-- BEGIN DATA SUPPLIED --

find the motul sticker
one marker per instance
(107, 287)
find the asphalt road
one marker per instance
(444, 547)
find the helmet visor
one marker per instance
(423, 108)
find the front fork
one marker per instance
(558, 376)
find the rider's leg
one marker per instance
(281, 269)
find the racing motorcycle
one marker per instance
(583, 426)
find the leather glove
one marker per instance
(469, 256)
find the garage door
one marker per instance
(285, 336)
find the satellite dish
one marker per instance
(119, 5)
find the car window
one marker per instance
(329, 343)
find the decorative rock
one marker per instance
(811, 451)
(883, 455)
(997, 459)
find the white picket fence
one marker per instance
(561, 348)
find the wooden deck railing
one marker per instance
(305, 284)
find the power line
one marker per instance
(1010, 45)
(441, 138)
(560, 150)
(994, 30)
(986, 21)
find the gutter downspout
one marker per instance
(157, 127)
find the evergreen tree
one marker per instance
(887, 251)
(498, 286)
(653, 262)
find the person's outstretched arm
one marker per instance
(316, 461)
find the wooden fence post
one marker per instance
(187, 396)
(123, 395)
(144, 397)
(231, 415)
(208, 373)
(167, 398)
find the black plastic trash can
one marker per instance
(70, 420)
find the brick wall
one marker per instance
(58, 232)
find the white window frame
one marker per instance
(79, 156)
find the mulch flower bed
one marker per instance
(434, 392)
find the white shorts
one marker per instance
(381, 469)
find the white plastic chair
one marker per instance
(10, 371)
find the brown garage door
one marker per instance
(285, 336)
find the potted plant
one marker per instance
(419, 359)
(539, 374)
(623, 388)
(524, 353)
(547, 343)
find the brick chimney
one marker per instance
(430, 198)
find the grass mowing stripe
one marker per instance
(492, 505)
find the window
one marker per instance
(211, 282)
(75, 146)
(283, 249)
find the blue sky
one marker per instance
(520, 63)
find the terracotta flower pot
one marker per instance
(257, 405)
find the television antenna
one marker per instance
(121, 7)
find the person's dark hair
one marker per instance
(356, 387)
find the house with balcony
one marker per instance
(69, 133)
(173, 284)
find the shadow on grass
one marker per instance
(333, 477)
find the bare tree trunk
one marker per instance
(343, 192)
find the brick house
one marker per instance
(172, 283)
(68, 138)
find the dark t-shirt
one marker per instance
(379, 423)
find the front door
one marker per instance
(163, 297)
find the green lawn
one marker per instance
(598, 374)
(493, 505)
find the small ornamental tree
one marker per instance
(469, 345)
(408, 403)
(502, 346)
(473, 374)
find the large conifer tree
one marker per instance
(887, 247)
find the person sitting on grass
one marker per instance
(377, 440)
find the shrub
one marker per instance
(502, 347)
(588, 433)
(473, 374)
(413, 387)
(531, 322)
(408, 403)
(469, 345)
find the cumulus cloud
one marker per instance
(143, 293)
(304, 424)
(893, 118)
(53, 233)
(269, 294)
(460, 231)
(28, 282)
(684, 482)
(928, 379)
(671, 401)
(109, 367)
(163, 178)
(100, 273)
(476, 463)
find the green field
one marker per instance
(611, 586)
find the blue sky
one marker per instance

-- END DATA SUPPLIED --

[WORK TO DO]: Add 129 to each coordinate in the answer points and rewrite the rows, starting at the line that contains "find the green lawn" and ending at the last line of the rows, with every request line carried over unchanged.

[SOLUTION FOR THIS EXERCISE]:
find the green lawn
one marker per instance
(727, 503)
(622, 634)
find the small ornamental tree
one marker per instance
(598, 474)
(537, 532)
(631, 475)
(602, 503)
find the large conifer tree
one marker per instance
(1016, 376)
find the person sitting on grass
one marker per instance
(506, 569)
find the shrub
one marker per instance
(631, 476)
(717, 562)
(602, 503)
(542, 516)
(660, 451)
(537, 532)
(598, 474)
find the cumulus cloud
one marker per instance
(272, 422)
(433, 553)
(1022, 247)
(182, 362)
(398, 423)
(589, 360)
(157, 411)
(813, 611)
(1057, 508)
(800, 530)
(238, 496)
(292, 307)
(229, 402)
(605, 592)
find the green field
one marker per instance
(740, 715)
find the blue sky
one marker per instance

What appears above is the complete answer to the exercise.